TASK BRIEF
Retype the passage of the event planner profile below between "Natalie started out" and "in General Surgery.", inclusive, without changing a word.

PASSAGE TO READ

──────────────────────────────

“I know that FedEx does send coffins,” states Natalie. After 16 years as an event planner, Natalie Halsband has learned from a gauntlet of varying experiences. From riding in elevators with Prime Ministers to getting coffins from FedEx, she’s done it all.
Natalie started out as an event planner when she was 19 years old as a summer job. She worked for a tour incentives company in Toronto that hired her to take care of the operational side of events because of her fluency in three languages. Instead of the summer job ending in the Fall, like most summer jobs do, it blossomed into a career in event planning that led her to the Office of Continuing Education and Professional Development at U of T. It’s here that she’s able to use her in depth knowledge and skills to plan large scale meetings, like the annual Update in General Surgery.
According to Natalie a good event planner needs to be able to find balance. “You need to be able to lead an entire team, to stand your ground against a group of 500 people, making a call alone and working within a team, you need to find that balance,” she says.
What else does an event planner need to be great? “A type A personality, the vision and integrity to ensure that clients needs are upheld, a lot of patience and comfortable shoes,” she says.
Natalie’s favourite thing about being in events is watching the project she’s worked on grow and watch the people in the industry do well. “When you work on a project for a long time, seeing it grow and succeed knowing you were part of it and making your clients day,” she says. “When you encounter people that you’ve known for years because it’s a small industry and you see they’ve done well… I love that.”
What’s hard for Natalie is knowing there is always a different way to do things. “There are situations you’ll encounter and you have to realize that things can always be done differently,” she says. “You always wonder when you make that snap decision whether it was the right one.”

──────────────────────────────

DATA FOR REVIEW
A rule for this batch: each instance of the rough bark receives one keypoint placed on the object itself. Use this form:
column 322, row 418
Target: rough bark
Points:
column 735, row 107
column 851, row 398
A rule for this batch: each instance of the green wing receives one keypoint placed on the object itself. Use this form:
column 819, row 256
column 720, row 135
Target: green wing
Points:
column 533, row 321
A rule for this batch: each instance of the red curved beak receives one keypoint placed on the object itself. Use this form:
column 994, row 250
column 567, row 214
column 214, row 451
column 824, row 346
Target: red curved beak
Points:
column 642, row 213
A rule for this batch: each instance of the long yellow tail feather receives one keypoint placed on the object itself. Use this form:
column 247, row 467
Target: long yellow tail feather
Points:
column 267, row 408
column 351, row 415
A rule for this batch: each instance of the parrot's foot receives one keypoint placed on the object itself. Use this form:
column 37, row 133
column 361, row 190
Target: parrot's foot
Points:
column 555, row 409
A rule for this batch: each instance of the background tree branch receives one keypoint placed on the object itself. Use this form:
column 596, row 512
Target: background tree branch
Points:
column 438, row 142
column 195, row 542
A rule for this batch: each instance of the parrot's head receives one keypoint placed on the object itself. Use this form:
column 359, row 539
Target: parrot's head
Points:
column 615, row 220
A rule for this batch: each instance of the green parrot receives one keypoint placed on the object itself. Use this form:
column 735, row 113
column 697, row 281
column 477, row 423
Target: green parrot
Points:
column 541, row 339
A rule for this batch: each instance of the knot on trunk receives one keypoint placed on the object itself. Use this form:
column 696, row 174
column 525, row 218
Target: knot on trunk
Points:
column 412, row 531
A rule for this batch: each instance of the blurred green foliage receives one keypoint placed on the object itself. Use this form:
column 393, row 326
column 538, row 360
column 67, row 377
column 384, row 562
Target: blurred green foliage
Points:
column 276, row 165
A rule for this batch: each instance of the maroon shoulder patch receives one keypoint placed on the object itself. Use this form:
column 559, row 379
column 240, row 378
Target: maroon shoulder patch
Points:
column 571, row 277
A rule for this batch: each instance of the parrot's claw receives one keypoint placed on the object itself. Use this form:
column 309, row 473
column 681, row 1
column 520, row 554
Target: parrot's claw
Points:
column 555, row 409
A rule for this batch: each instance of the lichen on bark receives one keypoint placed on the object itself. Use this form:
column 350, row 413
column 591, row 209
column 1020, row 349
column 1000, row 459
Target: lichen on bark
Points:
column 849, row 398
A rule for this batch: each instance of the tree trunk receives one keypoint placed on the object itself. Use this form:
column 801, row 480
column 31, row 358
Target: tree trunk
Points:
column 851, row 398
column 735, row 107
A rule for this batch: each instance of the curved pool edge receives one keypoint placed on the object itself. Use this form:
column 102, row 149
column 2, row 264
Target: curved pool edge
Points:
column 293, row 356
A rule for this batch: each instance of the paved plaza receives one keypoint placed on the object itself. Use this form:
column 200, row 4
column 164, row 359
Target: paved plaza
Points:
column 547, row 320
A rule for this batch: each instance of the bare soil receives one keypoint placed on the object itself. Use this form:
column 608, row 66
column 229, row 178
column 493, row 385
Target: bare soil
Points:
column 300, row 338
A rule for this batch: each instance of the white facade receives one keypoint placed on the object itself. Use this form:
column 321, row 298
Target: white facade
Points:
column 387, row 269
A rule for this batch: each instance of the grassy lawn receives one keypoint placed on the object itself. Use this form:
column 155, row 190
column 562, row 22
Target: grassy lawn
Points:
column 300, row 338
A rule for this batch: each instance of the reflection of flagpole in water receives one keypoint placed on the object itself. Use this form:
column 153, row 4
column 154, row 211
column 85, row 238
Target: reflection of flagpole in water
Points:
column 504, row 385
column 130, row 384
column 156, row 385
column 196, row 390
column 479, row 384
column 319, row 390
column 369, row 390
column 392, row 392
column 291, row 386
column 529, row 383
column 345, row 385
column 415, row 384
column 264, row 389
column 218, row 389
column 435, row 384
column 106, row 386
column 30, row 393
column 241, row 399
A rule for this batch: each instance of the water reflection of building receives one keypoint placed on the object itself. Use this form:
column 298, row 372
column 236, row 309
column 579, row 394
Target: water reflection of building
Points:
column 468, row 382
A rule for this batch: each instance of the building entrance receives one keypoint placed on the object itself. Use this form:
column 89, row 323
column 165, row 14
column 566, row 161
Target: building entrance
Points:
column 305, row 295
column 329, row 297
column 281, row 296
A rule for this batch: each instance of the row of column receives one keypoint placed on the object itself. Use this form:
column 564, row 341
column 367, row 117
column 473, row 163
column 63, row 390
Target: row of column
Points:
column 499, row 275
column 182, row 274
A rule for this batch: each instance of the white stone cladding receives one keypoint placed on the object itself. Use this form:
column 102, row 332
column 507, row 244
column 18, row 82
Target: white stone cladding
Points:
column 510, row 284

──────────────────────────────

EXERCISE RESULT
Natalie started out as an event planner when she was 19 years old as a summer job. She worked for a tour incentives company in Toronto that hired her to take care of the operational side of events because of her fluency in three languages. Instead of the summer job ending in the Fall, like most summer jobs do, it blossomed into a career in event planning that led her to the Office of Continuing Education and Professional Development at U of T. It’s here that she’s able to use her in depth knowledge and skills to plan large scale meetings, like the annual Update in General Surgery.